Provided data section start

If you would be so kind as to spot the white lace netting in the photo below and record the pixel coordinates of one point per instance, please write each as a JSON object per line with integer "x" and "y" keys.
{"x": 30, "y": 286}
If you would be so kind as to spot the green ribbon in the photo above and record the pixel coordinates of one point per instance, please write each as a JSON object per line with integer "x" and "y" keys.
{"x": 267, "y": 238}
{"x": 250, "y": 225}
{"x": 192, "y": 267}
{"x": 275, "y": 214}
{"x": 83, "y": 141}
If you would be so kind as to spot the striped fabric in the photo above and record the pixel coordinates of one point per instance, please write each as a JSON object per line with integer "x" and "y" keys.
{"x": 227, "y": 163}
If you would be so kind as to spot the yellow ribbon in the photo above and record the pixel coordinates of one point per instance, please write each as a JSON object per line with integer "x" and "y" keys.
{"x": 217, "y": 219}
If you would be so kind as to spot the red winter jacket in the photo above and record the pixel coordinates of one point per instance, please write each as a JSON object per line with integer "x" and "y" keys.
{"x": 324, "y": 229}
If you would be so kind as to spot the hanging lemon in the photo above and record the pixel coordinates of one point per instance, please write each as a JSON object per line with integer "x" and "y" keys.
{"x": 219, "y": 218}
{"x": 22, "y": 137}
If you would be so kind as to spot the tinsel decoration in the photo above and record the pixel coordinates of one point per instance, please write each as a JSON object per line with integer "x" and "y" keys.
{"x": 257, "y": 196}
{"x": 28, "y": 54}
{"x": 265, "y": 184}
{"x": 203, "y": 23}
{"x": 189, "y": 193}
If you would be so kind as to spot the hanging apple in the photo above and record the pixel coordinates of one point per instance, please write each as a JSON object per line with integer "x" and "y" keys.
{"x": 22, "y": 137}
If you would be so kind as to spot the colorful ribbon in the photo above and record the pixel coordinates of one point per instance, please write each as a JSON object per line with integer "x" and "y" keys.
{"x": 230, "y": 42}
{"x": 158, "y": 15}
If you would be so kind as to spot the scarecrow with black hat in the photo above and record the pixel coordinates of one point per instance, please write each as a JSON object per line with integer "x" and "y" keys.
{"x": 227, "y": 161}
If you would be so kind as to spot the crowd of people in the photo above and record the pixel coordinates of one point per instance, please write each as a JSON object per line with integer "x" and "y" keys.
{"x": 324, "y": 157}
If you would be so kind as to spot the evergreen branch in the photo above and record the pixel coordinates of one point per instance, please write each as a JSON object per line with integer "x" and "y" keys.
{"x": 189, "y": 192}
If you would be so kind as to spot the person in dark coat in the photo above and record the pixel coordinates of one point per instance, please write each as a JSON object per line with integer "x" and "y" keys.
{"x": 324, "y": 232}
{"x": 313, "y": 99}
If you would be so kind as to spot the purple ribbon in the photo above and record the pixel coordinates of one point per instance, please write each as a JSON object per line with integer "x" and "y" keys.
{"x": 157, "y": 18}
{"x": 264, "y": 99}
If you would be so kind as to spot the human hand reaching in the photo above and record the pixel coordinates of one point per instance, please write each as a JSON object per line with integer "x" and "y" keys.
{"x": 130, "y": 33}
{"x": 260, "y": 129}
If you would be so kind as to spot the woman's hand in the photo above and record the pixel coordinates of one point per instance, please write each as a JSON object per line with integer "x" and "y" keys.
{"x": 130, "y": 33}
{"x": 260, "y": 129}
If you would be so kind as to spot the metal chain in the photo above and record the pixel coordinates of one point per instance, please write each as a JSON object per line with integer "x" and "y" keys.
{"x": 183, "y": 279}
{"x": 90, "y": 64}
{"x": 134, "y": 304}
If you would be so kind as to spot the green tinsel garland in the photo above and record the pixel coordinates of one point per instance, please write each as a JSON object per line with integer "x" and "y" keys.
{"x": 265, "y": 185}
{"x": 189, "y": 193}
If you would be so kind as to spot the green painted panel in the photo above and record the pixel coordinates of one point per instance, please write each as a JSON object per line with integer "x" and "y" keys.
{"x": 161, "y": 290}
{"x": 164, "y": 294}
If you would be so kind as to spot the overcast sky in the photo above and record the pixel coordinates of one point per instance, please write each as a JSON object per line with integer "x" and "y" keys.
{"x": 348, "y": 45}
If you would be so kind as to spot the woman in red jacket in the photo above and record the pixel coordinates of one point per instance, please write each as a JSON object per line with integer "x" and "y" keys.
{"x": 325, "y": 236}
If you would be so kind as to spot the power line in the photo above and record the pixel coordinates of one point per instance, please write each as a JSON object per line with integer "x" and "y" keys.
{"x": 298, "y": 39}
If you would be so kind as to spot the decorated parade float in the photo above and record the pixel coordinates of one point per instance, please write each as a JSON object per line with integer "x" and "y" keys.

Provided data section end

- **Assignment**
Keeping every word as it is, repeat all of the records.

- **Answer section**
If you would be so kind as to spot the white lace netting in the photo below and record the pixel coordinates of one point per instance, please write each as a JSON object per line with integer "x" and "y" keys.
{"x": 30, "y": 286}
If you would be so kind as to spot the green ribbon in the photo above and record the pixel coordinates of one point per instance, please write each as a JSON object per line with integer "x" and "y" keys.
{"x": 267, "y": 238}
{"x": 250, "y": 225}
{"x": 192, "y": 267}
{"x": 275, "y": 214}
{"x": 83, "y": 141}
If you would be so kind as to spot the striped fabric in the photo above and record the pixel coordinates of one point per instance, please write each as a JSON object per line with integer "x" and "y" keys.
{"x": 227, "y": 163}
If you would be so kind as to spot the yellow ribbon in the photo above and record the pixel coordinates of one point per instance, please write each as a JSON object per line with integer "x" and "y" keys.
{"x": 217, "y": 219}
If you would be so kind as to spot the red winter jacket in the photo above and record the pixel coordinates of one point per instance, please write each as a JSON object per line with integer "x" and "y" keys.
{"x": 324, "y": 229}
If you would be so kind as to spot the hanging lemon in the photo above and record the pixel coordinates of one point per instance, please write each as a JSON object per line with integer "x" and "y" keys.
{"x": 219, "y": 218}
{"x": 22, "y": 137}
If you would be so kind as to spot the tinsel decoration in the photo above and record the pixel coordinates of one point per instance, please write each as a JSON object per line with integer "x" and "y" keys.
{"x": 257, "y": 196}
{"x": 28, "y": 54}
{"x": 265, "y": 184}
{"x": 203, "y": 23}
{"x": 189, "y": 193}
If you would be so kind as to spot the hanging apple in the photo above and record the pixel coordinates of one point per instance, please write each as a JSON object per line with integer "x" and "y" keys.
{"x": 22, "y": 137}
If you would be so kind as to spot the colorful ribbon in the photo above and record the pixel coordinates of one point per instance, please write each as a JSON object per line with integer "x" and "y" keys.
{"x": 230, "y": 42}
{"x": 158, "y": 15}
If you would be so kind as to spot the scarecrow with black hat in the photo above and record the pixel coordinates of one point per instance, please write each as a JSON object per line with integer "x" and "y" keys.
{"x": 227, "y": 161}
If you would be so kind as to spot the crowd of people in the photo above and record the pixel coordinates of one point per instance, please write each as a JSON object per line with integer "x" and "y" keys.
{"x": 324, "y": 157}
If you would be so kind as to spot the evergreen branch in the photo above and record the pixel coordinates of one point per instance, please write each as a JSON object per line with integer "x" and "y" keys.
{"x": 189, "y": 192}
If you would be so kind as to spot the person in dark coat in the photo above and record the pixel coordinates of one point per instance, please write each as a JSON object per line with integer "x" and "y" keys.
{"x": 324, "y": 232}
{"x": 313, "y": 99}
If you would be so kind as to spot the purple ribbon in the photo above and record the pixel coordinates of one point per instance, please write each as a JSON object per line with integer "x" and "y" keys.
{"x": 157, "y": 18}
{"x": 264, "y": 99}
If you would be so kind as to spot the human hand reaching in the photo above and record the pixel coordinates of one point per instance, please write each as a JSON object per line with integer "x" and "y" keys.
{"x": 130, "y": 33}
{"x": 260, "y": 129}
If you would be so kind as to spot the woman's hand in the photo above and record the pixel coordinates of one point per instance, please write each as a JSON object per line with integer "x" and "y" keys.
{"x": 130, "y": 33}
{"x": 260, "y": 129}
If you would be so kind as to spot the metal chain in the photo above and record the pixel coordinates of one point per instance, please write each as a JSON object per line with integer "x" and "y" keys.
{"x": 183, "y": 279}
{"x": 90, "y": 64}
{"x": 134, "y": 304}
If you would be so kind as to spot the green tinsel garland in the photo above and record the pixel coordinates of one point per instance, please write each as a JSON object per line with integer "x" and "y" keys.
{"x": 265, "y": 185}
{"x": 189, "y": 193}
If you would be so kind as to spot the green painted panel in the photo above and record the pixel coordinates of one point per instance, please write each as a JSON object per line with integer "x" and "y" keys.
{"x": 161, "y": 290}
{"x": 164, "y": 294}
If you would be so kind as to spot the overcast sky in the photo above and record the pixel coordinates of one point per instance, please write each as a JSON object per line with integer "x" and "y" keys.
{"x": 348, "y": 45}
If you would be so kind as to spot the woman in red jacket in the photo above and record the pixel coordinates of one point per instance, please write each as a JSON object per line with integer "x" and "y" keys.
{"x": 325, "y": 236}
If you would be so kind as to spot the power line in the photo above and record the pixel coordinates of one point per instance, please write each as a JSON object per line with integer "x" and "y" keys.
{"x": 298, "y": 39}
If you would be so kind as to spot the decorated parade float in the photo above and record the pixel coordinates of one point per instance, please write each as a JSON object per line with integer "x" and "y" keys.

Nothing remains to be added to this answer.